### Exercise instructions
From the data below, return only the lines from the one with "Where can you spot the riverbank" through the one with "Where can you spot the blue", exact and inclusive, with pictures left out.

Items listed in a dataset

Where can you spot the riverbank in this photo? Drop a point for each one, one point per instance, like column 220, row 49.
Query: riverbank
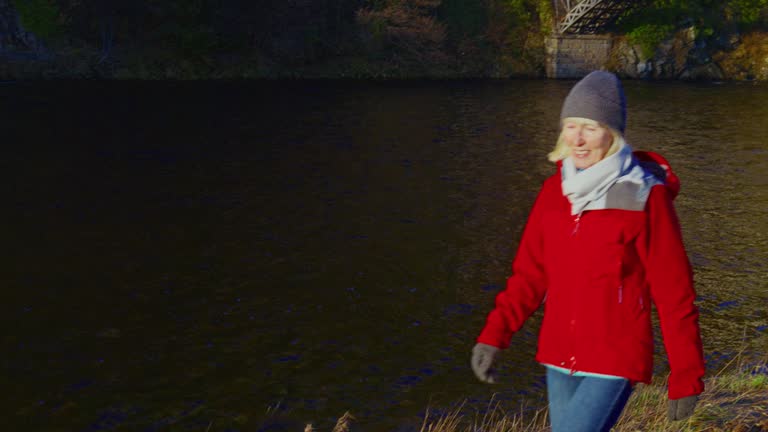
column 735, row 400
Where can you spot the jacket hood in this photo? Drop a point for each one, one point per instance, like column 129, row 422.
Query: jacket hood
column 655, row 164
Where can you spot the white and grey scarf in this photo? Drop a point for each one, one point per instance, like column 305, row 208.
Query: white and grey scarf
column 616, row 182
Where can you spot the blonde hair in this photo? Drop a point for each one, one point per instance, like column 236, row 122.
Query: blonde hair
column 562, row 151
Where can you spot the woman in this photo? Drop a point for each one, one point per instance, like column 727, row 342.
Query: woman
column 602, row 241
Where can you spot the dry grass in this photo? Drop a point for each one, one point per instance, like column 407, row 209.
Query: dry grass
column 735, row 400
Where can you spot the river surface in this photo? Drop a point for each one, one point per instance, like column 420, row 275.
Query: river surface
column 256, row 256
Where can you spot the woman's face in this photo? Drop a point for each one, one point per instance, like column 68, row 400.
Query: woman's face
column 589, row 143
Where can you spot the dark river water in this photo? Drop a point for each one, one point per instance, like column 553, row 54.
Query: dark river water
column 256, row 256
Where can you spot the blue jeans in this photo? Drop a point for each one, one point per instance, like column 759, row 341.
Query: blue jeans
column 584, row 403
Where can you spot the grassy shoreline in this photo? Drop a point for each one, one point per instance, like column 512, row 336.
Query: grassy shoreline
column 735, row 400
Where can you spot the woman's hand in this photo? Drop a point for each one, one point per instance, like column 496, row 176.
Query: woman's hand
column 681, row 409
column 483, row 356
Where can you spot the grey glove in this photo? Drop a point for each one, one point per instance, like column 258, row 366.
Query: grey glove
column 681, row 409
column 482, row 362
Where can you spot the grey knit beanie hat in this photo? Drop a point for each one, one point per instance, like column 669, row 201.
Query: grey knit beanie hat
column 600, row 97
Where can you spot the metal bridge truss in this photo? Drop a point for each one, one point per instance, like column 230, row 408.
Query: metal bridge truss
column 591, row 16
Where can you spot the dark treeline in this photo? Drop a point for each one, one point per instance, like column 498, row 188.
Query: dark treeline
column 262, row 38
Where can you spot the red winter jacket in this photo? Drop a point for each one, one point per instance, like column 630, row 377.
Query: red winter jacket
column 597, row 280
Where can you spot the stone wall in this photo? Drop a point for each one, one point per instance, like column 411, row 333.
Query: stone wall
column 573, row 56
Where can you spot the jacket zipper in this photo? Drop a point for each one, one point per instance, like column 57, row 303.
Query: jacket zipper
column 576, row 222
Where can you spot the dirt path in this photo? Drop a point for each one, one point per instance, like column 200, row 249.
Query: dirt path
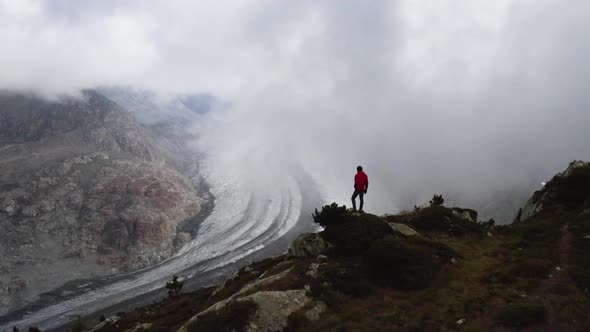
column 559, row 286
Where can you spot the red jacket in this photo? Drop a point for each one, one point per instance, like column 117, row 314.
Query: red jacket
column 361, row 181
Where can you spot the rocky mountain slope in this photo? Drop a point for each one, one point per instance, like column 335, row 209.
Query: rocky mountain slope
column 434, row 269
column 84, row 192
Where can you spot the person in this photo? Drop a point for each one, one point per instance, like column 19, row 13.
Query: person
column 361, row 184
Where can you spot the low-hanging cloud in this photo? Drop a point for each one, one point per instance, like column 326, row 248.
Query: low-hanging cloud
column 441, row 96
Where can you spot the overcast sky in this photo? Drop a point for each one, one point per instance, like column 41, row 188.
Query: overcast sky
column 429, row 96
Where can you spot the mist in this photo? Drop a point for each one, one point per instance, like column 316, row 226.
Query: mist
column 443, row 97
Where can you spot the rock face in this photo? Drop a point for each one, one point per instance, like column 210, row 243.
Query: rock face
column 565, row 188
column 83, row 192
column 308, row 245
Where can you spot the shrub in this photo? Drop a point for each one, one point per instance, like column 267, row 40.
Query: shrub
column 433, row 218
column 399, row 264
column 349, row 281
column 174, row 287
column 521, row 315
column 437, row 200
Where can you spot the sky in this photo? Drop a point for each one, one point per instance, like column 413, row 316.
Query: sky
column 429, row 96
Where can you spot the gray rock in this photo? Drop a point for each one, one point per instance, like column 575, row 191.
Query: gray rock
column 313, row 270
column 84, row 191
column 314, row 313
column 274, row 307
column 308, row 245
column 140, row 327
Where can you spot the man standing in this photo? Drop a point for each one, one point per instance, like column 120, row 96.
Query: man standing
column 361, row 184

* * *

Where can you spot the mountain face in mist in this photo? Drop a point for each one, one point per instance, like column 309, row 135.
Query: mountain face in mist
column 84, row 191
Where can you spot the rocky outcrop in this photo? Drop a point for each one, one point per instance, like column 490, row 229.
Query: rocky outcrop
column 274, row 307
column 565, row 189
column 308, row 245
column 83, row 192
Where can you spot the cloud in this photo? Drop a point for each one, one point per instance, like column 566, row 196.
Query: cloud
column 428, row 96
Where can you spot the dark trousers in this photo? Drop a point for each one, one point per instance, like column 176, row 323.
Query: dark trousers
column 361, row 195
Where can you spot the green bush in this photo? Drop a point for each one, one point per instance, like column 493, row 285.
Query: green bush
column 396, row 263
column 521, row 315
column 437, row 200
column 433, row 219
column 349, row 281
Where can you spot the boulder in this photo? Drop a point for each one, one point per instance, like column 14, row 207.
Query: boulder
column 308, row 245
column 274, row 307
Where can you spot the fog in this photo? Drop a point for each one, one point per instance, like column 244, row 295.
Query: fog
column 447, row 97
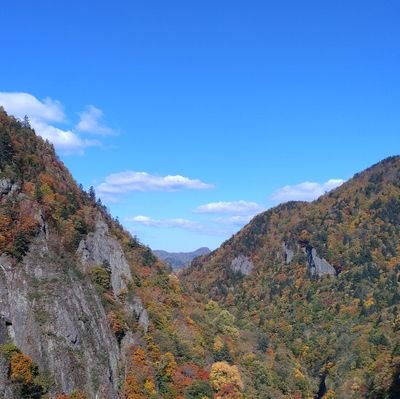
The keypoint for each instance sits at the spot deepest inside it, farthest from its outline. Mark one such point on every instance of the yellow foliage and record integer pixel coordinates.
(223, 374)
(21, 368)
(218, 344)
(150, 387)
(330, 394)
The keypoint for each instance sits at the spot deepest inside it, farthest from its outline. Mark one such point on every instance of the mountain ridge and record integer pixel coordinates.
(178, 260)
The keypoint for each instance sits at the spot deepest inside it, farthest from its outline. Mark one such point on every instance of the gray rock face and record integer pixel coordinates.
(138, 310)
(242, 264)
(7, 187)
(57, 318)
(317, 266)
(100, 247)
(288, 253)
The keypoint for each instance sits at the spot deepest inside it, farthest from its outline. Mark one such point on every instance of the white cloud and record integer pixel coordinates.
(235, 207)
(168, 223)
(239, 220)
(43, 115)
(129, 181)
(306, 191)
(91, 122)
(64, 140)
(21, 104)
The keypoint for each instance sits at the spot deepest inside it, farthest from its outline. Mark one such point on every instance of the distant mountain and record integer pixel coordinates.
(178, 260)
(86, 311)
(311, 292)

==

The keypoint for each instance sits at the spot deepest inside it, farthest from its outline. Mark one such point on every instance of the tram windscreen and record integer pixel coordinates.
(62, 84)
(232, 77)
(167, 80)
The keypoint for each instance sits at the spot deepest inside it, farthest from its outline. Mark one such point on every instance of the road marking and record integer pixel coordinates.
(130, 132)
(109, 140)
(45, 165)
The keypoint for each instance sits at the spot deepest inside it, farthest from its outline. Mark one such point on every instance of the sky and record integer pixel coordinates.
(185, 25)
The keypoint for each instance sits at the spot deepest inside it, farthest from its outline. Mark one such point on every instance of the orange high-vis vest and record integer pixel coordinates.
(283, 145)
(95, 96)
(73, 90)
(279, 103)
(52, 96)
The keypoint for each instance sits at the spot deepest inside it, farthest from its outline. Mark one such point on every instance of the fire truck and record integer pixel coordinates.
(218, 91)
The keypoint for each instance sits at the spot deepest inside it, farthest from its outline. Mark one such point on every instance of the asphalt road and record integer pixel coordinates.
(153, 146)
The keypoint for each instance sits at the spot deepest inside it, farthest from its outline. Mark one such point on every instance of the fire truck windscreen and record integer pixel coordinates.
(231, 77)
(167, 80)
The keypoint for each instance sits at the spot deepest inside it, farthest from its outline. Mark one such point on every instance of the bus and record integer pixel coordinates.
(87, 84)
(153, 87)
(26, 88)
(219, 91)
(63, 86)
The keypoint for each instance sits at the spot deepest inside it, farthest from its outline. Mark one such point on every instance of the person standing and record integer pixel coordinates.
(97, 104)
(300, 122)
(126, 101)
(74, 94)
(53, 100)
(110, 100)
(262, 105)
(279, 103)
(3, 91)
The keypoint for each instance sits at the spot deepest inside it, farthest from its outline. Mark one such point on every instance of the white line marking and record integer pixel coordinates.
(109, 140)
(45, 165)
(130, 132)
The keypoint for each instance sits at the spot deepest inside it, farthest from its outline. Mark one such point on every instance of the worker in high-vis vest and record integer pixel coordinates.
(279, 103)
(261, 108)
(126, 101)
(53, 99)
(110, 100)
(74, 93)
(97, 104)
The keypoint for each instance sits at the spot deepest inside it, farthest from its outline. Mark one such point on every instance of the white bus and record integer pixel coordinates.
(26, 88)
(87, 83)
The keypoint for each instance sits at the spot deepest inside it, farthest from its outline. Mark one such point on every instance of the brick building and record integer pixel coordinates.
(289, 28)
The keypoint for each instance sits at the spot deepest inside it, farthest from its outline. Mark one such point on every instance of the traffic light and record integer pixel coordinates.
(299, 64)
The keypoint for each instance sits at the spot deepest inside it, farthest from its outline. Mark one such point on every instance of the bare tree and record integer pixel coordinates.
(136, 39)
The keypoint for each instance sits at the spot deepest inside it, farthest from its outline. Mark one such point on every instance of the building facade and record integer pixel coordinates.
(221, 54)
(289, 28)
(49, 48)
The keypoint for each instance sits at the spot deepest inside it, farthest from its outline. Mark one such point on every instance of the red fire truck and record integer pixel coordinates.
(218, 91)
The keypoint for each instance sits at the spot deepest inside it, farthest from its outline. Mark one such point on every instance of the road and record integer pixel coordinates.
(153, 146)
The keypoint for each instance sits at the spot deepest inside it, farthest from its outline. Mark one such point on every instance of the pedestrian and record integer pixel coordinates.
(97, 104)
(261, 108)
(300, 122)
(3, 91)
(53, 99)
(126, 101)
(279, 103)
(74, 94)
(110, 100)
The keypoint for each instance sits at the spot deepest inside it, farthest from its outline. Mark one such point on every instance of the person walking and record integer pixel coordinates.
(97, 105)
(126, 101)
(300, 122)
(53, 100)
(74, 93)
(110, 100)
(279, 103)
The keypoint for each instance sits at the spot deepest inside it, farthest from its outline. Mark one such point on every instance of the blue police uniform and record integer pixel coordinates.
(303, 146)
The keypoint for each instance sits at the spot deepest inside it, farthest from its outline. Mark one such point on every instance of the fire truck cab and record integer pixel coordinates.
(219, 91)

### Answer space
Where can you spot the riverbank in this photo? Drop a point for each one, one point per instance, like column 220, row 49.
Query: riverbank
column 735, row 400
Where can you spot the jacket hood in this photo? Drop a point for each one, one point per instance, like column 129, row 422.
Query: jacket hood
column 655, row 164
Where can you spot the white and grey scarf in this photo? Drop a point for each one, one point per instance, like column 305, row 208.
Query: white and grey scarf
column 616, row 182
Where can you spot the blonde hair in this photo? Drop a point for each one, one point per instance, like column 236, row 122.
Query: blonde hair
column 562, row 151
Where can you spot the woman in this photo? Drop a point for each one, one point per instance, like column 727, row 342.
Query: woman
column 602, row 241
Where can you spot the dry grass in this photo? Drop a point for each one, one point per instance, like column 407, row 209.
Query: dry grass
column 735, row 400
Where can you spot the river surface in this photo? Drop a point for each one, one point per instance, like column 420, row 275.
Query: river surface
column 256, row 256
Where can you spot the woman's face in this photo? Drop a point for each one, one point per instance, like column 68, row 400.
Query: woman's face
column 589, row 143
Where can you spot the dark river water in this photo? Drop a point for each one, one point per instance, like column 553, row 54.
Query: dark river water
column 256, row 256
Where can you spot the blue jeans in this photo? Drop a point for each one, one point per instance, like column 759, row 341.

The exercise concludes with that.